◆ WRITTEN INSTRUCTION:
Print the listing below again, every line unchanged.

[BEGIN]

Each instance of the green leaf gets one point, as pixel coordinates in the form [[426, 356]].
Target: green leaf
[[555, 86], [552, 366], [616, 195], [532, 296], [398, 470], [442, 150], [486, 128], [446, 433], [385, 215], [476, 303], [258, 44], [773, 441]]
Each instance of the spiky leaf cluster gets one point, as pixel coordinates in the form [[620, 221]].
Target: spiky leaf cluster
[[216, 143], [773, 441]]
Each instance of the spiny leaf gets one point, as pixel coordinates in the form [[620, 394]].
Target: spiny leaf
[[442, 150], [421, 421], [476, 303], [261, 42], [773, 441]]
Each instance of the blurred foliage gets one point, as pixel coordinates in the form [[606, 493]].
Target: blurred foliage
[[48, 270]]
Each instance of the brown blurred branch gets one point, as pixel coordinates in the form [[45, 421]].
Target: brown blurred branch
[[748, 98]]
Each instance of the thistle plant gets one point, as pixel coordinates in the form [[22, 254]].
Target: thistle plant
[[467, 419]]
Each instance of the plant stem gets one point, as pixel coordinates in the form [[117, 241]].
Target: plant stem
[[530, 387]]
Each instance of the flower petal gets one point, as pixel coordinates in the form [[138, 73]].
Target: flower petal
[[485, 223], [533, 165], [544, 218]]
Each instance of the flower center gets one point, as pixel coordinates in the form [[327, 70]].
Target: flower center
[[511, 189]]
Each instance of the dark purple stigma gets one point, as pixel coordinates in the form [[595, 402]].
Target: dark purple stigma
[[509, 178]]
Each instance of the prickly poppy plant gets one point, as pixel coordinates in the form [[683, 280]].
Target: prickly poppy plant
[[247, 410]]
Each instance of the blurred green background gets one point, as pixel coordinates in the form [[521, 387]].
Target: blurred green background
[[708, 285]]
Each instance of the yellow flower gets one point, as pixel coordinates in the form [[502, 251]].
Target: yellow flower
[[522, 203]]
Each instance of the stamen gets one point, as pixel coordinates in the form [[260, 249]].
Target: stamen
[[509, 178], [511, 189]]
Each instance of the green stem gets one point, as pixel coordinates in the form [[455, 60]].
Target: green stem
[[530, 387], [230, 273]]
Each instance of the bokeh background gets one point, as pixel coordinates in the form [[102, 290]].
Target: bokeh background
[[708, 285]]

[END]

◆ WRITTEN SOLUTION:
Each instance of the green leaf gets one point, as pixel coordinates in the form [[426, 356]].
Target: green leaf
[[555, 86], [552, 366], [616, 195], [532, 296], [398, 470], [442, 150], [486, 128], [446, 433], [385, 215], [476, 303], [258, 44], [773, 441]]
Each instance of the spiky leaf cluster gets one point, as pixel coordinates in the form [[620, 221]].
Target: spiky leaf cluster
[[216, 143], [773, 441]]
Each instance of the spiny leaf gets one point, as pixel coordinates in the form [[620, 394]].
Target: spiny leaf
[[442, 150], [421, 421], [476, 303], [261, 42], [773, 441]]
Each instance of the blurred foliage gets one point, as pixel coordinates in the form [[606, 493]].
Target: blurred foliage
[[48, 270]]
Each instance of the brown blurred branch gets one point, as pixel coordinates in the form [[45, 421]].
Target: brown blurred branch
[[748, 98]]
Each instance of the thistle plant gets one point, as pixel coordinates in the form [[22, 254]].
Target: thistle plant
[[467, 419]]
Each instance of the plant stem gets one point, as pixel coordinates in the form [[117, 241]].
Target: plant stem
[[530, 387]]
Each instance of the flower petal gets one point, as pixel coordinates in the form [[138, 73]].
Target: flower petal
[[485, 223], [533, 165], [544, 218]]
Each instance of the flower center gets one point, as pixel coordinates in the form [[327, 70]].
Target: flower center
[[511, 189]]
Each instance of the dark purple stigma gets one point, as pixel coordinates in the form [[595, 402]].
Target: dark purple stigma
[[509, 178]]
Each instance of the prickly poppy plant gets one point, as pixel coordinates in the form [[683, 280]].
Target: prickly poppy plant
[[247, 410]]
Each instance of the blurred green background gets one point, as pixel coordinates in the form [[521, 387]].
Target: blurred green background
[[708, 285]]
Each instance of the yellow flower gets one point, as pixel coordinates in the form [[502, 251]].
Target: yellow flower
[[522, 203]]
Each instance of the stamen gets one point, as pixel coordinates in the form [[260, 249]].
Target: stamen
[[509, 178], [511, 189]]
Each instance of the green stem gets one point, as pixel coordinates in the form [[455, 60]].
Target: green stem
[[530, 387], [230, 273]]
Each instance of the bokeh background gets one point, as pixel coordinates in the form [[102, 290]].
Target: bokeh background
[[708, 285]]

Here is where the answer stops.